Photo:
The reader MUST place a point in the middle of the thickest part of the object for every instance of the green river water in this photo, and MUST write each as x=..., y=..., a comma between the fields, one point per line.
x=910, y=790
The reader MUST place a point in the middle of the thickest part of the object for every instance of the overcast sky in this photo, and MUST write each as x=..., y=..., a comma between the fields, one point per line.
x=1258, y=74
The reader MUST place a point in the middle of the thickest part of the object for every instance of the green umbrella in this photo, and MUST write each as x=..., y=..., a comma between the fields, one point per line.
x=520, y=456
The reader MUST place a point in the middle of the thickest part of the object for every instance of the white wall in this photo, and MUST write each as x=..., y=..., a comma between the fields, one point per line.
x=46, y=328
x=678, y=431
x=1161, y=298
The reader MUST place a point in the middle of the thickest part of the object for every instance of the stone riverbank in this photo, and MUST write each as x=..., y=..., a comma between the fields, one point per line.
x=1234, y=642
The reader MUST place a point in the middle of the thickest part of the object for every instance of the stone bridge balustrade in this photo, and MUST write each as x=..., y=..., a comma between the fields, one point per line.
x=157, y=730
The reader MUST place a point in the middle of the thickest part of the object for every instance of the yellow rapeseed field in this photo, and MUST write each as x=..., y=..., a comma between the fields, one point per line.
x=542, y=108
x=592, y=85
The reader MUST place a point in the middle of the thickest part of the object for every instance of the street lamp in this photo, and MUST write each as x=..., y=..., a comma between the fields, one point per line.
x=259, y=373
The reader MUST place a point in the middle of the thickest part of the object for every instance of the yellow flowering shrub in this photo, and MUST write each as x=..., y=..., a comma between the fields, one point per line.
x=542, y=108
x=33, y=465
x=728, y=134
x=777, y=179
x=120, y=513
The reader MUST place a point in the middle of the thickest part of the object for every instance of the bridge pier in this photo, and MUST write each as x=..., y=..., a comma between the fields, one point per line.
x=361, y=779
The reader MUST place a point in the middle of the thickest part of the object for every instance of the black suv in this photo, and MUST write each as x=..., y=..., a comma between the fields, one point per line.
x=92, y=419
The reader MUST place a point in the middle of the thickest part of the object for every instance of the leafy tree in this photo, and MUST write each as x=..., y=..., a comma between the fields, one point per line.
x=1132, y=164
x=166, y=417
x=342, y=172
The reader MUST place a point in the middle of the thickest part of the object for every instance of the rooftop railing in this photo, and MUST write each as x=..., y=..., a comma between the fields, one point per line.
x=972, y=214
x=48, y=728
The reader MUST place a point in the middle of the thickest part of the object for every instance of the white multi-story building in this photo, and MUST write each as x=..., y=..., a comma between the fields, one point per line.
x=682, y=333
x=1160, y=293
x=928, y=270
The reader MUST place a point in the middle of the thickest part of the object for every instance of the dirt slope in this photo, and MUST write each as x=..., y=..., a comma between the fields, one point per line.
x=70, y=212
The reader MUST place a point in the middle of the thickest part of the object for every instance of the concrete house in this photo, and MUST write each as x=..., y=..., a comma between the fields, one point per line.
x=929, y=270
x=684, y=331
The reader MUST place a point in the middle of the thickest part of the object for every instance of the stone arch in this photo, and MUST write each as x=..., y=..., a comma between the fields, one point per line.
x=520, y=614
---
Task to complete -> Word for word, return all of the records.

Solution to the problem ->
Photo:
The reader MUST place a point in the middle of the thickest part of the object for every instance of the green river water in this photo, and MUST write each as x=..., y=..., a comma between the fields, one point per line.
x=910, y=790
The reader MUST place a point in the middle of the thickest part of the object for every instance of the overcast sky in this photo, and MUST write each as x=..., y=..., a comma between the fields, one point per line.
x=1258, y=74
The reader MUST place a point in the middle of the thickest part of the object for every instance of the green umbrella in this photo, and MUST write each as x=..., y=..., a comma between the fields, one point per line.
x=520, y=456
The reader MUST place a point in the middle of the thickest part of the object for every instance of the white wall in this photo, and MUST write each as x=..., y=..., a comma between the fields, one point per line.
x=46, y=328
x=678, y=431
x=1161, y=298
The reader MUST place a point in the middle of the thickest part of the object for every instance of the stone riverbank in this photo, and MUST write each as x=..., y=..., a comma between the fields, one point per line.
x=1234, y=642
The reader MUST place a point in the middle of the thickest part of the object for every instance of the stone bridge balustrade in this photo, and MUST write each as x=..., y=..., a comma between the fields, one point per line.
x=157, y=730
The reader MUST place a point in the middle of the thickest part of the object for every instance of the yellow rapeseed field in this photo, and MUST write each as x=..., y=..., a comma between the fields, one point per line.
x=542, y=108
x=592, y=85
The reader MUST place a point in the middle of the thickest part of the object for every instance of the street lamp in this photo, and MUST write each as x=..., y=..., a comma between the fields, one point per line.
x=259, y=373
The reader MUST place a point in the middle of the thickest part of the object for every instance of the yellow flowering shrub in this photo, and MUST write each as x=..., y=..., a comma between the fields, one point per line.
x=542, y=108
x=33, y=465
x=728, y=134
x=777, y=179
x=120, y=513
The reader MUST place a point in the middle of the thickest part of the object for every instance of the bridge pier in this photo, and MUST write each as x=..., y=..., a comma between the fields, one point per line.
x=361, y=779
The reader MUST place a point in the middle of the thickest part of the object for every instance of the black suv in this photo, and MUST write each as x=..., y=..., a comma between the fields, one point per line.
x=92, y=419
The reader MUST place a point in the middle of the thickest part of the object for every instance of the leafy tree in this photo, and MUST write each as x=..., y=..., a comma between the fields, one point per line.
x=1132, y=164
x=166, y=417
x=342, y=172
The reader MUST place a point in the middle of the thickest part of the object for every instance of the rooftop railing in this photo, and MUST write each as x=..., y=..., a comma between the fields, one point per line.
x=972, y=214
x=48, y=728
The reader MUST place a point in the middle of the thickest part of the object for every instance of the white multi-story building in this photo, and MUST write each as x=..., y=..., a comma between the fields, one point per line.
x=682, y=333
x=1160, y=293
x=928, y=270
The reader MUST place a point in the middle of the thickest part of the object for every instance of the dirt slope in this photo, and MUST write each as x=..., y=..., a comma between the fields, one point per line.
x=70, y=212
The reader MUST place a point in the middle of the thickest part of the object for every instance of the concrete house in this photo, and MUST write each as x=..., y=..., a comma between the fields, one point per line.
x=929, y=270
x=684, y=331
The reader MUST place a point in the middle of the thickest part of the object for every instance of the stone arch in this photo, and MUST write each as x=..., y=..., a comma between the fields, one point per line.
x=520, y=614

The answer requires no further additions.